For each statement, say yes or no on whether it agrees with the text on Masterpiece Cakeshop, and quote the text's deciding words: 1. Masterpiece Cakeshop is open on Sundays. 2. Jack Philips does not bake cakes for Halloween. 3. 211 Congressional Democrats filed a brief against the cakeshop.

TEXT BLOCK:
▬▬▬▬▬▬

And the struggling cakeshop off South Wadsworth is dealing with its third lawsuit.

“Since its birth in the fires of the French Revolution, the political left has been at war with religion," David Horowitz wrote in Dark Agenda: The War to Destroy Christian America.

Eight years is a short time to wait to destroy a cake shop in a struggle that has gone on for centuries.

Jack Philips is a devout Christian. Masterpiece Cakeshop is closed on Sundays. And while he loves detailing glazed flour petals for weddings, his art expresses his deepest moral convictions.

That’s why he won’t even bake cakes for Halloween.

Six years of religious persecution appeared to have ended when the Supreme Court ruled that the Colorado Civil Rights Commission had discriminated against Jack’s religious beliefs after the Commission had not only ordered him to make cakes celebrating gay weddings, but its members had compared his dissent to slavery, and rejected the idea that religious freedom deserves to be respected.

And yet the political mafia that had tormented him all these years made it clear that it wasn’t going to stop. DNC Chair Tom Perez vowed to continue the fight in a press release calling for "equality" in "bakeries". 211 Congressional Democrats, including Senator Michael Bennett, and future Governor Jared Polis, had filed a brief against the small cakeshop. After the ruling, Polis vowed to “stand strong.”

▬▬▬▬▬▬

DATASET EXCERPTS:
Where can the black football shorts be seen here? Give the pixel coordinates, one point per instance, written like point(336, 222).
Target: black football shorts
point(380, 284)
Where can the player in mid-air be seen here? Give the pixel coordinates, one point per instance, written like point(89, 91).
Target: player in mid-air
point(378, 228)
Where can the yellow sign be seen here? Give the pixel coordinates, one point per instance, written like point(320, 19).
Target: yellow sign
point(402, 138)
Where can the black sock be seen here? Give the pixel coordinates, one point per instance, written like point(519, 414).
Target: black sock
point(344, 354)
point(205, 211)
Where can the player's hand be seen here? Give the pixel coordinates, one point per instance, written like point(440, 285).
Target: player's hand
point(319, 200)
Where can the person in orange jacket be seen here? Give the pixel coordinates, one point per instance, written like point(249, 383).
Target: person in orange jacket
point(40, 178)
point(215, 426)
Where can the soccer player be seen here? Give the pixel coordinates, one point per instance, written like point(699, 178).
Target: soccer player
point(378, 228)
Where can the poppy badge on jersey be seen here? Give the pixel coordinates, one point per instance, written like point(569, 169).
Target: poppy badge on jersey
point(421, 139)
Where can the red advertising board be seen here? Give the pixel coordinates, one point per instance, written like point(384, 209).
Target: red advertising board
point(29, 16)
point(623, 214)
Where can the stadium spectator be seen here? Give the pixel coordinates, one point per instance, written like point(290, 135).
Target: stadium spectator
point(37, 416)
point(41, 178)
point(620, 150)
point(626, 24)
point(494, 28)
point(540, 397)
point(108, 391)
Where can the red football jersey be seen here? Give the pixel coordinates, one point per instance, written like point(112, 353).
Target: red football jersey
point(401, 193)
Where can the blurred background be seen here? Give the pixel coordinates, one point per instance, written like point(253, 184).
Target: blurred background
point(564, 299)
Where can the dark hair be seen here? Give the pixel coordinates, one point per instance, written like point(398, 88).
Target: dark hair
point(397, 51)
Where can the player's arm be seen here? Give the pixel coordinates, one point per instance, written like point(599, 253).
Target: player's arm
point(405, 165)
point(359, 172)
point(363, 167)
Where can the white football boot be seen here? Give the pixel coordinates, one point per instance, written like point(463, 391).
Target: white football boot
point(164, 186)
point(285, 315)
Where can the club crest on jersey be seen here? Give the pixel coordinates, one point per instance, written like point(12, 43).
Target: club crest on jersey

▬▬▬▬▬▬

SOLUTION TO THE EXERCISE:
1. No: "Masterpiece Cakeshop is closed on Sundays."
2. Yes: "That’s why he won’t even bake cakes for Halloween."
3. Yes: "211 Congressional Democrats, including Senator Michael Bennett, and future Governor Jared Polis, had filed a brief against the small cakeshop."